▶ _WHAT IS ASKED_:
Convert the part of the listing below that opens with the line containing "Please segment every instance of the <item>rear" and closes with the line containing "M 294 160 L" into a two-column CSV with the headers input and output. Write one row for each text and its answer, and put each field in quotes with its line breaks replaced by spaces.

▶ _TASK MATERIAL_:
+++++

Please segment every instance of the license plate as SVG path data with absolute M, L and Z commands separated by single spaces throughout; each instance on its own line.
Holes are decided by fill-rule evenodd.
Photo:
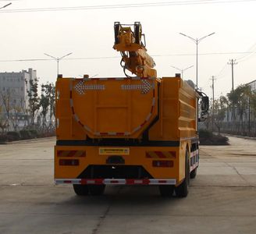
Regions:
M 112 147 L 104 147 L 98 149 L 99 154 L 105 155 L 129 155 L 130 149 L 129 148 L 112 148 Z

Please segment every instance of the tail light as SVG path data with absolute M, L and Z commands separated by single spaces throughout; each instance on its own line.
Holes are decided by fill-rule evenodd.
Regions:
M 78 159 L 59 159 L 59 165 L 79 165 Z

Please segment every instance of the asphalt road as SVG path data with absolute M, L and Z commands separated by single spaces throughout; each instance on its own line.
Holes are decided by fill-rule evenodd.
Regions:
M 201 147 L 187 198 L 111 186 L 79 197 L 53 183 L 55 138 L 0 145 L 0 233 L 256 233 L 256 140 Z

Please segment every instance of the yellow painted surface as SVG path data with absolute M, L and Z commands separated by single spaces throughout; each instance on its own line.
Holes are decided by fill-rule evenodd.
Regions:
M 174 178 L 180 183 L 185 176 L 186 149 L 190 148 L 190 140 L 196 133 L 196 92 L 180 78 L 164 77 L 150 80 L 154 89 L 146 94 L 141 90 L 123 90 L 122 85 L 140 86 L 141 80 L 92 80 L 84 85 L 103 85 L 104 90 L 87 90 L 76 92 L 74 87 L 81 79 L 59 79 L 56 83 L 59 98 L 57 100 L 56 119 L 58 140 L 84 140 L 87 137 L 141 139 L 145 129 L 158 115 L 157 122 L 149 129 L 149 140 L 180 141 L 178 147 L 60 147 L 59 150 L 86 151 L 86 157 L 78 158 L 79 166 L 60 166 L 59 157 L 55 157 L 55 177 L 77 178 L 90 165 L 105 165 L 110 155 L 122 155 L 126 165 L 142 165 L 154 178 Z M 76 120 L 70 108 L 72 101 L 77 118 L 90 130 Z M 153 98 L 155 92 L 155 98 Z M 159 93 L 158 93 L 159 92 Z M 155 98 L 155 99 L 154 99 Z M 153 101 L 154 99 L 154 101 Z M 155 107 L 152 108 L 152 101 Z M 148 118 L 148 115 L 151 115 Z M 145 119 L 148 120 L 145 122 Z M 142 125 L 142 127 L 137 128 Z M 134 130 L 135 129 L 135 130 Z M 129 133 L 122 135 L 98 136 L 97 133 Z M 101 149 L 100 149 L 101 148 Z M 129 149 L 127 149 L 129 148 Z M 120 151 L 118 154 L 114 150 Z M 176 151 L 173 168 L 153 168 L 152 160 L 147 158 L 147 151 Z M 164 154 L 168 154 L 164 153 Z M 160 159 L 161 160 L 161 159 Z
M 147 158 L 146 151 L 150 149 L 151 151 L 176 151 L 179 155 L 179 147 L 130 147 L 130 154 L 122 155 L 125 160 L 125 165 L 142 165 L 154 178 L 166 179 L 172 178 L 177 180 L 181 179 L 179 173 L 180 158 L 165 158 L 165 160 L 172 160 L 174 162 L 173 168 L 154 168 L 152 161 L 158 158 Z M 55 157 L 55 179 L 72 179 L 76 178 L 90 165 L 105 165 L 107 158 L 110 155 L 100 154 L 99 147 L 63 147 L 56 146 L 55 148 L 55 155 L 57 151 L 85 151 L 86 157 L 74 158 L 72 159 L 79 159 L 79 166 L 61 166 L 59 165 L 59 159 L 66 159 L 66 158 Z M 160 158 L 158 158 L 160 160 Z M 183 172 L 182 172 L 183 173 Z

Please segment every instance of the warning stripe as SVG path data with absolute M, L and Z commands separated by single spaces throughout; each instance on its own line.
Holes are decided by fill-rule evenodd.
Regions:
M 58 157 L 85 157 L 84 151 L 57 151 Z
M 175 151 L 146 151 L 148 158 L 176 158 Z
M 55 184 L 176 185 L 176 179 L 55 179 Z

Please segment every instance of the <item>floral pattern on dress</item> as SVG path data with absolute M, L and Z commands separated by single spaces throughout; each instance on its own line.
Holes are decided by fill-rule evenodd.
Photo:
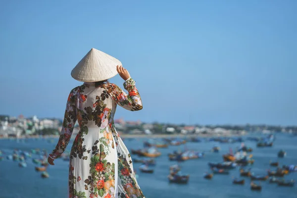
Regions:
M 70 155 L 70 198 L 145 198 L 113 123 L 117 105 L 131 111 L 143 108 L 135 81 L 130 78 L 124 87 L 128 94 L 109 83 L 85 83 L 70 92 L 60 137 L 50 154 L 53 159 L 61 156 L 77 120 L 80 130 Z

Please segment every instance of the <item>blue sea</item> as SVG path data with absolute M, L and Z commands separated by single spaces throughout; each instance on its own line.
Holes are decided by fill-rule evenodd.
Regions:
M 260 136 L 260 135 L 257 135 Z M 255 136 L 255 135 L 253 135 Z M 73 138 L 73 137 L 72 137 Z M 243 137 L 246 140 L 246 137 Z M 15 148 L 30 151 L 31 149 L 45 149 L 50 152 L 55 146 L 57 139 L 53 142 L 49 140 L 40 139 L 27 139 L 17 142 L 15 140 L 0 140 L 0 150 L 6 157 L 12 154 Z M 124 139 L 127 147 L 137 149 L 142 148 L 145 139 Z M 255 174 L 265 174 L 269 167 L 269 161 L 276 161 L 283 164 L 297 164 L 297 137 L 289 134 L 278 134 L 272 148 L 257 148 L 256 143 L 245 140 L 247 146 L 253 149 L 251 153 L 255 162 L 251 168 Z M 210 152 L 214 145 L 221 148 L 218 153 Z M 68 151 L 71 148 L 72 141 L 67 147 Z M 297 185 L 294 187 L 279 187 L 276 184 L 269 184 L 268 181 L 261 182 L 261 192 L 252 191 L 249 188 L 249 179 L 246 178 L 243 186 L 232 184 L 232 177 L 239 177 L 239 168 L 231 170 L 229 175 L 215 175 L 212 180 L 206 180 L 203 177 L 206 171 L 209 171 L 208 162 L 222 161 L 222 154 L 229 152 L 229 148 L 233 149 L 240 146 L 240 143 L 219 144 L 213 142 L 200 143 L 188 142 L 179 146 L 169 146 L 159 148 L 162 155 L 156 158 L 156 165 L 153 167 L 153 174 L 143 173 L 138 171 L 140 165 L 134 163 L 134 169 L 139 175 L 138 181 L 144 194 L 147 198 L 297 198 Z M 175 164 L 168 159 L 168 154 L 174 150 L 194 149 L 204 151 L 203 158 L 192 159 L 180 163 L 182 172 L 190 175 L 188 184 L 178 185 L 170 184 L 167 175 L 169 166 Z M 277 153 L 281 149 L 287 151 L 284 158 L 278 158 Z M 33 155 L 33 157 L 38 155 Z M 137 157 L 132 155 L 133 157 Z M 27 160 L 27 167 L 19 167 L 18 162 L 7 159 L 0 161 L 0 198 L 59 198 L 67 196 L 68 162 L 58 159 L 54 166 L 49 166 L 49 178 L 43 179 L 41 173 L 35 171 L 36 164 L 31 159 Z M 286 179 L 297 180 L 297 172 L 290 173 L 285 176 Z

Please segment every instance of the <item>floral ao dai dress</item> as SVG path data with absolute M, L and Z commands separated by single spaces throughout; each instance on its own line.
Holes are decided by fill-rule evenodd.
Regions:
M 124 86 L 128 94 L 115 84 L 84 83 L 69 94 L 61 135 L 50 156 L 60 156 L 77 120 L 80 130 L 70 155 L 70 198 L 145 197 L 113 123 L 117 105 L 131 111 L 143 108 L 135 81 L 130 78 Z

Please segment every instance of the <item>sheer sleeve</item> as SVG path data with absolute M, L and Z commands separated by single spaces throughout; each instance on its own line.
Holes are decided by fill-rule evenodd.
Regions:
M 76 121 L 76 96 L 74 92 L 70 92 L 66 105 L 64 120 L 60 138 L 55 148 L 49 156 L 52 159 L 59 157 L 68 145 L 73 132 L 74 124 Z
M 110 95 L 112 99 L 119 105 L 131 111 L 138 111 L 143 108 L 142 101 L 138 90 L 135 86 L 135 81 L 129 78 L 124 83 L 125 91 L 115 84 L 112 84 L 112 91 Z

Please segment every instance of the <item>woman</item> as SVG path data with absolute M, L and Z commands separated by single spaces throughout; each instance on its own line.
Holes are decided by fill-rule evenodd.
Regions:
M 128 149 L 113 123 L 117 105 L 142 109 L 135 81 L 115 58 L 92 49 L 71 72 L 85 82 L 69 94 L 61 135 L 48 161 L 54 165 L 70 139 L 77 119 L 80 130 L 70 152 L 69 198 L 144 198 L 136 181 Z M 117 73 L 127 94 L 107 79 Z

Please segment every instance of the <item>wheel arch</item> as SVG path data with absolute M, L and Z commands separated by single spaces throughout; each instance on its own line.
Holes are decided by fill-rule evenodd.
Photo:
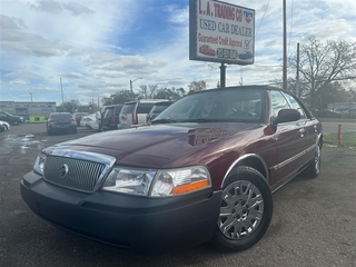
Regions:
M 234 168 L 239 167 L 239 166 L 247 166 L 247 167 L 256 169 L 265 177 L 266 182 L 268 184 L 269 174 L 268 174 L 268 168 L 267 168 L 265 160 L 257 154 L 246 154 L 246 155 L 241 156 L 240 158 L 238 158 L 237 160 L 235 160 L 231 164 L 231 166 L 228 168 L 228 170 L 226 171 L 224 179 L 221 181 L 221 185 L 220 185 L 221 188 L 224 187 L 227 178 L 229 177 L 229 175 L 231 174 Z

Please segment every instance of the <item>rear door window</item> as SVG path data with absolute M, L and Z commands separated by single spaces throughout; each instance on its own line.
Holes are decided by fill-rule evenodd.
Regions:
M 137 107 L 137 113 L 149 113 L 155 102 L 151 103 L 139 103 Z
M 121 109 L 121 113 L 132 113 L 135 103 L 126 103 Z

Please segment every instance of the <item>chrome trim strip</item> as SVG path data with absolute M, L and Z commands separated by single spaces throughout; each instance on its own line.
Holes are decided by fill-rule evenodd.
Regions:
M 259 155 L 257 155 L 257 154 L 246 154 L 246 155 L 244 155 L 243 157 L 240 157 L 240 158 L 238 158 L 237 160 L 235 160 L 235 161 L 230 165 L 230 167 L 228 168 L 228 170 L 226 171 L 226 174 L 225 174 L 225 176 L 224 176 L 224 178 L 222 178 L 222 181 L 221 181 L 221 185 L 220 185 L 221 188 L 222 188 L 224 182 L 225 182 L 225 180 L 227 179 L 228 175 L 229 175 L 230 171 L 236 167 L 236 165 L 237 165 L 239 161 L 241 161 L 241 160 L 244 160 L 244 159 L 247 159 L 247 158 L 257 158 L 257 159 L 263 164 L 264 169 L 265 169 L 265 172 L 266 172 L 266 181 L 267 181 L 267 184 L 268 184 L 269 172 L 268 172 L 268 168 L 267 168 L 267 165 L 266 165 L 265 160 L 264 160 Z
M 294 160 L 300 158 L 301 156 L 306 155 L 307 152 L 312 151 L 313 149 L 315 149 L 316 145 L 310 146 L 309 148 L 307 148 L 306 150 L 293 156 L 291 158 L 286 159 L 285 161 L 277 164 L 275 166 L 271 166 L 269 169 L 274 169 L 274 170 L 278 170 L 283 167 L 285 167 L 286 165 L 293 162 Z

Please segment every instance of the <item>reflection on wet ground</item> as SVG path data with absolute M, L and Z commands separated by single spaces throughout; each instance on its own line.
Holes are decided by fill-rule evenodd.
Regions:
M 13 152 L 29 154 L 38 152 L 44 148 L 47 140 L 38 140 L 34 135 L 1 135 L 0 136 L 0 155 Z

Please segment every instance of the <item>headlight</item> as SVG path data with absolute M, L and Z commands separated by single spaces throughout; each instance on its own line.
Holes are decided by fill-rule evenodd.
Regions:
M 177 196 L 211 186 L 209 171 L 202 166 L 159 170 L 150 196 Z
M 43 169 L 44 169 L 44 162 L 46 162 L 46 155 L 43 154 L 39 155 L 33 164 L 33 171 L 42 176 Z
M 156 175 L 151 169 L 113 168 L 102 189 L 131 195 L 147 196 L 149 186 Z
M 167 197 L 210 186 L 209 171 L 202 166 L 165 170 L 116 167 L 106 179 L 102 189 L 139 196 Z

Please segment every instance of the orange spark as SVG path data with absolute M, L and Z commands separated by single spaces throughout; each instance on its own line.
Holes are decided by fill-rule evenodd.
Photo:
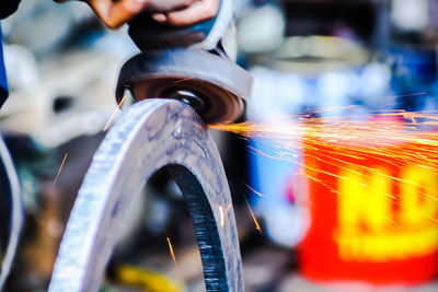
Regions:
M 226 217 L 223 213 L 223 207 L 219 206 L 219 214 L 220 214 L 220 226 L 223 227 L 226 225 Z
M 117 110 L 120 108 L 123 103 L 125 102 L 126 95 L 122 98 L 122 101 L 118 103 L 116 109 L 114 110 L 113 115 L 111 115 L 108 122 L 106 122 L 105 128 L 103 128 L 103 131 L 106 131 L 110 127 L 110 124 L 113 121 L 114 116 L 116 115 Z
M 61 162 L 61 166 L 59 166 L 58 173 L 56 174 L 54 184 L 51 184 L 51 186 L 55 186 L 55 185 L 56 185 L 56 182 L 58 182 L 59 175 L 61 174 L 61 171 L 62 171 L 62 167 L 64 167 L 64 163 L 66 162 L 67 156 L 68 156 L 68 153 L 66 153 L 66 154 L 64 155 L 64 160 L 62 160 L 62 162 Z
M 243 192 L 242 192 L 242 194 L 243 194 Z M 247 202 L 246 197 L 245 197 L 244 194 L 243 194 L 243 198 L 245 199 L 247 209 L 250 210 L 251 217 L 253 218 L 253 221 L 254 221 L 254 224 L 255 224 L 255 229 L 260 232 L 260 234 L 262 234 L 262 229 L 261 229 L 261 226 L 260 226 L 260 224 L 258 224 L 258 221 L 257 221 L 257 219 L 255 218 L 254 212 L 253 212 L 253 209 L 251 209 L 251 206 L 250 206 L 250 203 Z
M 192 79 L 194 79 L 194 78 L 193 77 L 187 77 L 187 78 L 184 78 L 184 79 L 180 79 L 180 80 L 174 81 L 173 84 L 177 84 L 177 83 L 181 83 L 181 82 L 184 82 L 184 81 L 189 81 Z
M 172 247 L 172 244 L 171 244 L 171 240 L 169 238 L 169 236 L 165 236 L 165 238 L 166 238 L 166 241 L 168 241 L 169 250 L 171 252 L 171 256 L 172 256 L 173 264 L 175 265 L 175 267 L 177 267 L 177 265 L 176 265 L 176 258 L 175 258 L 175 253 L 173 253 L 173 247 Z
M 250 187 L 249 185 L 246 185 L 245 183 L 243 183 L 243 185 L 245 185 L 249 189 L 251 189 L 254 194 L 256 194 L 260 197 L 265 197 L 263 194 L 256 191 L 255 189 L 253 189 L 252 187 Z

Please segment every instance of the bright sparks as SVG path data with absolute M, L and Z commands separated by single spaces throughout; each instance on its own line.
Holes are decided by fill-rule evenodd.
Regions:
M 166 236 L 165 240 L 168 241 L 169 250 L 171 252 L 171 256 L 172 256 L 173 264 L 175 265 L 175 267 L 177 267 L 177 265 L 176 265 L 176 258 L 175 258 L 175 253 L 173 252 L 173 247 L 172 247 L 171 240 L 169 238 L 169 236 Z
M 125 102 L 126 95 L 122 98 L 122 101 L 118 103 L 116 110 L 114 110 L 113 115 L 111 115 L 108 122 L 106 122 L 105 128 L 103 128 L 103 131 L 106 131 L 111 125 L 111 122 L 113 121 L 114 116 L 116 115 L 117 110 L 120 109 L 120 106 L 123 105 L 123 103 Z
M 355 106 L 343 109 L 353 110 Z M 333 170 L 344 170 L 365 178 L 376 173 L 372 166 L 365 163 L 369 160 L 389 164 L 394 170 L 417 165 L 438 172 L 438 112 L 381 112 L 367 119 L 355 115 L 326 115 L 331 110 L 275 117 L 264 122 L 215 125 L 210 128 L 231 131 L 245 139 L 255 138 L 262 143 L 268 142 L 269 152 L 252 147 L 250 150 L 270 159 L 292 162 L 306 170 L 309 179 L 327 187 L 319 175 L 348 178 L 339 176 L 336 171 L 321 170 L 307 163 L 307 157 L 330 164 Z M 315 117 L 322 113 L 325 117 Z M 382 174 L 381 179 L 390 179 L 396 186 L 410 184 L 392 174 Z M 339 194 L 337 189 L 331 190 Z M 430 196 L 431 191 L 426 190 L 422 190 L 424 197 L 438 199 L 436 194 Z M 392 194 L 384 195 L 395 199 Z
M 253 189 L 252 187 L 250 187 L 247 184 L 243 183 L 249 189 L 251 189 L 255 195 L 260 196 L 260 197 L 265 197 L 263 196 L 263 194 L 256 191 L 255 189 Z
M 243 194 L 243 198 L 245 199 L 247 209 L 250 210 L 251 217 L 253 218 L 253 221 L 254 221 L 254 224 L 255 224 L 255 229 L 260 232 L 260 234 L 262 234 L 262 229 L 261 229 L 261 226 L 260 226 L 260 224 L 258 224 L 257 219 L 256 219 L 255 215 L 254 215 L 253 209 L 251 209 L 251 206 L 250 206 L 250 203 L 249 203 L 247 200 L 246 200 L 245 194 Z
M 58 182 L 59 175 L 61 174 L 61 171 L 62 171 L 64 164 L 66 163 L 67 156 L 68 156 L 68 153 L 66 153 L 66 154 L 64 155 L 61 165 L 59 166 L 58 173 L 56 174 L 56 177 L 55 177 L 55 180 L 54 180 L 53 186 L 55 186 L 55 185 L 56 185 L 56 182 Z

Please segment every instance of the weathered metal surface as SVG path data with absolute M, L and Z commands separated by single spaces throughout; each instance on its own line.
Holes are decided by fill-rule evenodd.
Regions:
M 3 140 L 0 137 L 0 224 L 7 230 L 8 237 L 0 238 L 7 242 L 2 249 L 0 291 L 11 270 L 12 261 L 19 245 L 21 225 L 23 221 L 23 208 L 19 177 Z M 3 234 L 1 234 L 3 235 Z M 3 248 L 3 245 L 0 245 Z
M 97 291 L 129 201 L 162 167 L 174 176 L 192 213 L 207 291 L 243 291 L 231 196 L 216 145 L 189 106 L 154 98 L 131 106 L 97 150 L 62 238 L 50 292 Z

+++++

▶ _RESULT FOR THIS TASK_:
input,output
"Please segment every instance of the <item>rear door window</item> as SVG path data with absolute M, L and Z commands separated by single spaces throughout; each instance on its own line. Holes are decided by fill-rule evenodd. Regions:","M 137 107 L 137 113 L 149 113 L 155 102 L 151 103 L 139 103 Z M 121 109 L 121 113 L 132 113 L 135 103 L 126 103 Z"
"Please segment every instance of the <item>chrome trim strip</item> as SVG path data with absolute M, L and Z commands separated by single spaces throughout; each instance on its own line. Holes are decided by fill-rule evenodd. Regions:","M 259 155 L 257 155 L 257 154 L 246 154 L 246 155 L 244 155 L 243 157 L 240 157 L 240 158 L 238 158 L 237 160 L 235 160 L 235 161 L 230 165 L 230 167 L 228 168 L 228 170 L 226 171 L 226 174 L 225 174 L 225 176 L 224 176 L 224 178 L 222 178 L 222 181 L 221 181 L 221 185 L 220 185 L 221 188 L 222 188 L 224 182 L 225 182 L 225 180 L 227 179 L 228 175 L 229 175 L 230 171 L 236 167 L 236 165 L 237 165 L 239 161 L 241 161 L 241 160 L 244 160 L 244 159 L 247 159 L 247 158 L 257 158 L 257 159 L 263 164 L 264 169 L 265 169 L 265 172 L 266 172 L 266 181 L 267 181 L 267 184 L 268 184 L 269 172 L 268 172 L 268 168 L 267 168 L 267 165 L 266 165 L 265 160 L 264 160 Z M 294 160 L 300 158 L 301 156 L 306 155 L 307 152 L 312 151 L 313 149 L 315 149 L 316 145 L 310 146 L 309 148 L 307 148 L 306 150 L 293 156 L 291 158 L 286 159 L 285 161 L 277 164 L 275 166 L 271 166 L 269 169 L 274 169 L 274 170 L 278 170 L 283 167 L 285 167 L 286 165 L 293 162 Z"